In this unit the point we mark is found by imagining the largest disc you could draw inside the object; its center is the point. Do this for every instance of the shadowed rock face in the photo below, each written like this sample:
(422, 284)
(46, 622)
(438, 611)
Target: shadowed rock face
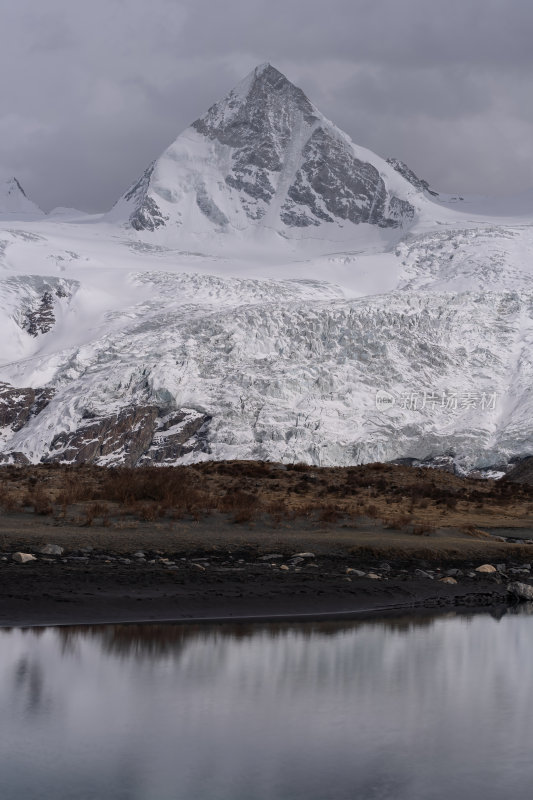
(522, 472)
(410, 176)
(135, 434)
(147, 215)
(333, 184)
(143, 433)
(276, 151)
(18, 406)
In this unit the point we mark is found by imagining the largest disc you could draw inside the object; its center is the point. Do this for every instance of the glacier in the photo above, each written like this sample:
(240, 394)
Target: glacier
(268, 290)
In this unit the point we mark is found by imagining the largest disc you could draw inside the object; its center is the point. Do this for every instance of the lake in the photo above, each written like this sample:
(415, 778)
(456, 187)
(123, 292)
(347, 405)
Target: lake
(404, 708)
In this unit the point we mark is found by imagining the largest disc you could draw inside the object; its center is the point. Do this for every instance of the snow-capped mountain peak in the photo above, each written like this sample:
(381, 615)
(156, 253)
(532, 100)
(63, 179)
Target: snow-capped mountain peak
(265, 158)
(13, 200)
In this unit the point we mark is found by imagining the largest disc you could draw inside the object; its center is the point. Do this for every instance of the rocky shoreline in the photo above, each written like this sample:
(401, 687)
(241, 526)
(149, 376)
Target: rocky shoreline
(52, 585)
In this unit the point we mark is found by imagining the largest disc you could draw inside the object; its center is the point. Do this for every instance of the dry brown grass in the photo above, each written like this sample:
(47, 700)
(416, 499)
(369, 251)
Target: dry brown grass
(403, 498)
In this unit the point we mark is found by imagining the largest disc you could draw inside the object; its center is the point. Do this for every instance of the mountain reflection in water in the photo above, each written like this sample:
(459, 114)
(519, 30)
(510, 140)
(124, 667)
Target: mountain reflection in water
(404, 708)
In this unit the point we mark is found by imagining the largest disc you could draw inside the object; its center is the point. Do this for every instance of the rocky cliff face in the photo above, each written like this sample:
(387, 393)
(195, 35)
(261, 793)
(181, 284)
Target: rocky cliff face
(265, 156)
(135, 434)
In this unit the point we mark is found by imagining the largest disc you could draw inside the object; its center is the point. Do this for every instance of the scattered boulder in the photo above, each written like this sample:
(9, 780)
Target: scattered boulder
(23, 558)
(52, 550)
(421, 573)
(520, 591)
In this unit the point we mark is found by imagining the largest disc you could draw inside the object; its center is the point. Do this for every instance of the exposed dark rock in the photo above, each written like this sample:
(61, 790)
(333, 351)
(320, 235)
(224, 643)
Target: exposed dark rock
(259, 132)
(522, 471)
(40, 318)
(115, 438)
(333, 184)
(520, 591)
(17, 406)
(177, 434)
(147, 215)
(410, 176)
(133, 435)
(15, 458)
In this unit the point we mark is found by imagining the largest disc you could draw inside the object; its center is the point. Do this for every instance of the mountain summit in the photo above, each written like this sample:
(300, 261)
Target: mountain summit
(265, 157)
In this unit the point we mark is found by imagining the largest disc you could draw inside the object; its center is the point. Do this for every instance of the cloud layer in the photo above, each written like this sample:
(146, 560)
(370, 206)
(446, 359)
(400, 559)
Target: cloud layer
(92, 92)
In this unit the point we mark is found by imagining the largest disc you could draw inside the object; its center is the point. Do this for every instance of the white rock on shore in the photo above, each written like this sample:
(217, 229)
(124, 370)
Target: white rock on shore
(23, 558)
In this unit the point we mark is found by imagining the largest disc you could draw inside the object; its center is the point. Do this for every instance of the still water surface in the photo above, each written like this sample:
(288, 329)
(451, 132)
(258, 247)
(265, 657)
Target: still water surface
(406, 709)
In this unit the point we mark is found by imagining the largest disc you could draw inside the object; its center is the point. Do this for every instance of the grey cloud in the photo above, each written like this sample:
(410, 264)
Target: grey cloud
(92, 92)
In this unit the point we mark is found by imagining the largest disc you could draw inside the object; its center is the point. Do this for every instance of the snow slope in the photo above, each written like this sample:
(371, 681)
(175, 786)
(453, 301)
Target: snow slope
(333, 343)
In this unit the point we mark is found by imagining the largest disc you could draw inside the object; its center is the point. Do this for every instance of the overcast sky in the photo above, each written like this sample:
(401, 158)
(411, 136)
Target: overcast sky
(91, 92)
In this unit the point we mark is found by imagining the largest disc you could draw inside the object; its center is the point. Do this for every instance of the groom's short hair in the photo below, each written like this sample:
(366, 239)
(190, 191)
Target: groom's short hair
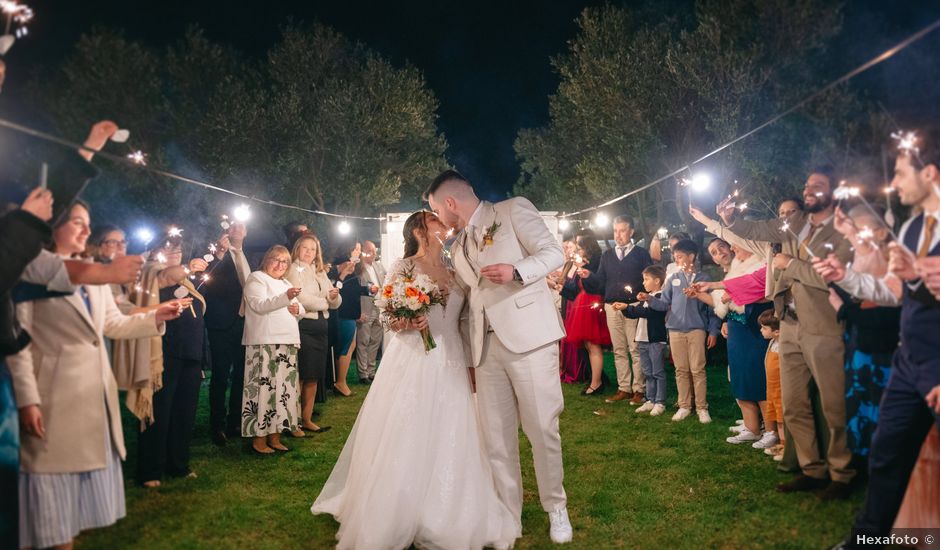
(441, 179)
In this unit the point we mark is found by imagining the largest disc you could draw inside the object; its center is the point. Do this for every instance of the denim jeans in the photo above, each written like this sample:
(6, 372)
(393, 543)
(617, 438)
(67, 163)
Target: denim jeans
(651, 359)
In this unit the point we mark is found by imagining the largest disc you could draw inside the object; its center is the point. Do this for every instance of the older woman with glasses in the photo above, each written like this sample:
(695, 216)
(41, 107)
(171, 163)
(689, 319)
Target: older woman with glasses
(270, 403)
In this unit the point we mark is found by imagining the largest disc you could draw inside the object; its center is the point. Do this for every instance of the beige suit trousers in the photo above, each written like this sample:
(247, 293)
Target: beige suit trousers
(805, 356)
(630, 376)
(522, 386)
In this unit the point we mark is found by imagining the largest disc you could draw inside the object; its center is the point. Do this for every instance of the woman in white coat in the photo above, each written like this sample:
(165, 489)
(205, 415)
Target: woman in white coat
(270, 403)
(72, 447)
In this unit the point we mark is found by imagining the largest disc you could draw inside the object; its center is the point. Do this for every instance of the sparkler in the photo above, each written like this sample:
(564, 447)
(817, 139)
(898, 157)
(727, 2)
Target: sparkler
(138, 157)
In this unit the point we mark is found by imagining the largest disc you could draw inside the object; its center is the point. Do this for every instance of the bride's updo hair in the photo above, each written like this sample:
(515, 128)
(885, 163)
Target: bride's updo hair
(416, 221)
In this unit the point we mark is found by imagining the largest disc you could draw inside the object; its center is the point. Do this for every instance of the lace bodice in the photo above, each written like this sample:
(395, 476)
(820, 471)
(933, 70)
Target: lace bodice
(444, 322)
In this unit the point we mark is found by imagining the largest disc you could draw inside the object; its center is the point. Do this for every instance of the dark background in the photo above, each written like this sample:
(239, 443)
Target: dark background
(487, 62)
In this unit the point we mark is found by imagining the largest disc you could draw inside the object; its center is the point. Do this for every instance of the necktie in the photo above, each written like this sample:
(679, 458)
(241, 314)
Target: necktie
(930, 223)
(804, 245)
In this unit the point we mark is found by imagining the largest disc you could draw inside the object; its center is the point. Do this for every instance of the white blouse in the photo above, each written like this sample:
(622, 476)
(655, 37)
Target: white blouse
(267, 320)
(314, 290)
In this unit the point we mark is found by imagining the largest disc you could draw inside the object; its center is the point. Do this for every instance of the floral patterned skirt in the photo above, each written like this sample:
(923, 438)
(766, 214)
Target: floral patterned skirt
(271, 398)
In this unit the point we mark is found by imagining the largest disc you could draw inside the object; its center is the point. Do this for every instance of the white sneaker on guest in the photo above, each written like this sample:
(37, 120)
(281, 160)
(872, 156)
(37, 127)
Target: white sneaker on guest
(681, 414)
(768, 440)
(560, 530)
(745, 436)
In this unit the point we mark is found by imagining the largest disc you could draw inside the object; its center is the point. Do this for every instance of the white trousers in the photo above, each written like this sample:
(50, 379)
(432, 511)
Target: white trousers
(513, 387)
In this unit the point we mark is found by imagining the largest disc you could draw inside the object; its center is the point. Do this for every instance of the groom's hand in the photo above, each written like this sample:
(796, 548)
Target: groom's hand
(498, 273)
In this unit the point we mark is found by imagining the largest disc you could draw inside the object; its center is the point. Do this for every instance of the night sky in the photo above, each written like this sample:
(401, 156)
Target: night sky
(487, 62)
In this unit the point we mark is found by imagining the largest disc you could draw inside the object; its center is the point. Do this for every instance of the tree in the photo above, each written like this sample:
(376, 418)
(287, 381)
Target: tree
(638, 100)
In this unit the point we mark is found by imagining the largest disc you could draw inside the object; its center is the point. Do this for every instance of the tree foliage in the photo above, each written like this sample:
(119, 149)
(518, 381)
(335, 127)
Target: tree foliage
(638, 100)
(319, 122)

...

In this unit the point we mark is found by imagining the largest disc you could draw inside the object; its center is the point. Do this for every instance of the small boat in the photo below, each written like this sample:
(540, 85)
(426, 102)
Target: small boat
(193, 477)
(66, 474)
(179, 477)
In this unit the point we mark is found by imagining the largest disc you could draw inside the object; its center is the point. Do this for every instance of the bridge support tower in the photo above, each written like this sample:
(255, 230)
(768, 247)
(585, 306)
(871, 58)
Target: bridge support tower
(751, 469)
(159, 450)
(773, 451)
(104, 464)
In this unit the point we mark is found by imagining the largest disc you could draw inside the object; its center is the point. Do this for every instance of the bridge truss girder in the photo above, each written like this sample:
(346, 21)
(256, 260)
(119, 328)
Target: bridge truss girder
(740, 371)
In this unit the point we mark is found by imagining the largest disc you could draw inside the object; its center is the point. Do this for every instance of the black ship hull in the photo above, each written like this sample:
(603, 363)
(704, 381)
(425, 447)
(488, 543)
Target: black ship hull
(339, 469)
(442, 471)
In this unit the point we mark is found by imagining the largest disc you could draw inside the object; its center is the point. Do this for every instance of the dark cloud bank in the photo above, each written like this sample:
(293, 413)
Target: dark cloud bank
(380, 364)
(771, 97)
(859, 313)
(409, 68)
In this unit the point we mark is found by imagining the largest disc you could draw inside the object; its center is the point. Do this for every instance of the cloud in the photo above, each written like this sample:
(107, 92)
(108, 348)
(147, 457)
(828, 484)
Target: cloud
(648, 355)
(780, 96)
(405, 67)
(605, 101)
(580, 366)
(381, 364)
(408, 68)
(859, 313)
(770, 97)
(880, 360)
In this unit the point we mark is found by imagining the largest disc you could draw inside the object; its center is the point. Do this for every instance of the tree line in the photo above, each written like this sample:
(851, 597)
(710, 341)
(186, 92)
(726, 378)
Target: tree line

Exercise details
Reproduce the data from the line containing "the tree line" through the line containing "Target: tree line", inclusive, switching "disc" to "circle" and leaving everything else unchanged.

Task answer
In this unit the point we mark is found by imagining the largest circle you could draw inside the object; its center is the point. Do this for every instance of the tree line in the photo above, each written like this sample:
(851, 597)
(710, 341)
(186, 92)
(726, 378)
Target: tree line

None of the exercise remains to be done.